[The data Boundary: Start]
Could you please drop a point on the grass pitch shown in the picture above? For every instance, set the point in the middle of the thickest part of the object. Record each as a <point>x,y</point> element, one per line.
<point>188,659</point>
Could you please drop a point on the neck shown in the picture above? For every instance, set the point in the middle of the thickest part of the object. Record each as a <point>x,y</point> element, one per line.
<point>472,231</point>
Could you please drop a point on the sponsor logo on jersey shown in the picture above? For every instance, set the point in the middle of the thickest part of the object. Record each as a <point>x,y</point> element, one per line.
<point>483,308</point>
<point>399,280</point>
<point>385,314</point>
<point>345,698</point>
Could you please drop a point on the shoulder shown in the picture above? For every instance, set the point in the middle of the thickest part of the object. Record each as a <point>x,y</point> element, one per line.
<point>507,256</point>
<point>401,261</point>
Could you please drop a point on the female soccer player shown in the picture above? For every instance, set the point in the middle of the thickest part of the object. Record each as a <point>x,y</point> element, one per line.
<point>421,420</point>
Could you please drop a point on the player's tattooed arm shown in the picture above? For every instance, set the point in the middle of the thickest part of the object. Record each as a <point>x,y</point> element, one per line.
[The data Boundary: End]
What you have to do: Retype every line of the data, keeping each one exactly as it is.

Task solution:
Could you please drop a point on the grass pitch shown in the picture above? For every instance, set the point in the middle of the thickest part of the object. Record each as a <point>x,y</point> element, one per line.
<point>188,659</point>
Could you please drop a point on the neck shown in the picture above? For every instance, set the point in the middle of the thickest part of the object. Record each as a <point>x,y</point> element, one per line.
<point>472,231</point>
Could you please drop a point on the sponsor logo on jersey shown in the picture above? For every instance, set the point in the middle of the thickest part of the object. Record each as a <point>x,y</point> element, one per line.
<point>483,308</point>
<point>399,280</point>
<point>385,314</point>
<point>345,698</point>
Could you please drop a point on the shoulder shown in the picture above? For every instance, set the point in the middle of the thickest part of the object. Record each as a <point>x,y</point> element, one per line.
<point>507,256</point>
<point>401,261</point>
Could you please drop a point on the female soccer player shown in the picture above? For every instance, set the point in the middle of the thickest part of the object. Record each as a <point>x,y</point> element, one per line.
<point>421,420</point>
Could you please drop a point on the player's tattooed arm shown in the picture above? For every instance, set the point in the middle of the thickest part of the object. Record each as a <point>x,y</point> element, one per line.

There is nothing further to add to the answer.